[Start of Dataset excerpts]

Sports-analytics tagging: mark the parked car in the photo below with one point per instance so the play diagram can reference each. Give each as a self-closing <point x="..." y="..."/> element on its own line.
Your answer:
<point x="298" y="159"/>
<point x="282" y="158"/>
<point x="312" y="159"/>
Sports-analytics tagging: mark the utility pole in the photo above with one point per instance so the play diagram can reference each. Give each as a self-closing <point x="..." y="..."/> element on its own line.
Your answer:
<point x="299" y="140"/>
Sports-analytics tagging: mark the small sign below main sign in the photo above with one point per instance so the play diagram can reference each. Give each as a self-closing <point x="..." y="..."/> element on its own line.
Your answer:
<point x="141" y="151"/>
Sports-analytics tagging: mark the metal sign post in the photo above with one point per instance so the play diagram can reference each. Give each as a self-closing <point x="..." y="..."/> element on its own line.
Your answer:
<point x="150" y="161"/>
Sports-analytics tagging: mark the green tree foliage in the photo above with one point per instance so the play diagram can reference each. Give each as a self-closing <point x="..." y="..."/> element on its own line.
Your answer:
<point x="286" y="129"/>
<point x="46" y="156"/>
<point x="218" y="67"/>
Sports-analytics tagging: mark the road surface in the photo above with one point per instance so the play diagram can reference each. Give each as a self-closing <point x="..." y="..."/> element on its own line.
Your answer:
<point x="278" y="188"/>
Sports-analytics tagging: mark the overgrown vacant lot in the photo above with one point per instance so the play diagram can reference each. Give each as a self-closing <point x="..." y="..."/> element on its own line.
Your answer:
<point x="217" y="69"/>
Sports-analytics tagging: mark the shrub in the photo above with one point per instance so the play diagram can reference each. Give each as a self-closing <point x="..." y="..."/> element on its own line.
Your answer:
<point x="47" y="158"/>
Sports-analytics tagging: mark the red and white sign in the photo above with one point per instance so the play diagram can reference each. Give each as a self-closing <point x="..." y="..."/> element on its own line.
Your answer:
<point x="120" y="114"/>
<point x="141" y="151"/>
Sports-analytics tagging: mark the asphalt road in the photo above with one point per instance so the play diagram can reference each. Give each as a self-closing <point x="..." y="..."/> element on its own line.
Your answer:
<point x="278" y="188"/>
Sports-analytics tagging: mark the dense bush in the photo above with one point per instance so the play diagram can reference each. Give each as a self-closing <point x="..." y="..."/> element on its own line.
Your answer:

[End of Dataset excerpts]

### Given exercise
Write out every line, unchanged, from the one containing "Sports-analytics tagging: mark the red" down to the final line of the records.

### Final answer
Sports-analytics tagging: mark the red and white sign in the photo above with one point per instance so the play diagram can reference each. Give each as a self-closing <point x="..." y="..."/> element on its own line.
Your answer:
<point x="120" y="114"/>
<point x="141" y="151"/>
Sports-analytics tagging: mark the asphalt road in the photo above with one point per instance so the play diagram can reference each. Give each as a self-closing <point x="..." y="..."/> element on its own line.
Your answer:
<point x="278" y="188"/>
Sports-analytics tagging: mark the dense bush in the photo above with one point per instance so the play diagram can reference each. Give each as a self-closing <point x="..." y="..."/> element on its own line.
Your answer:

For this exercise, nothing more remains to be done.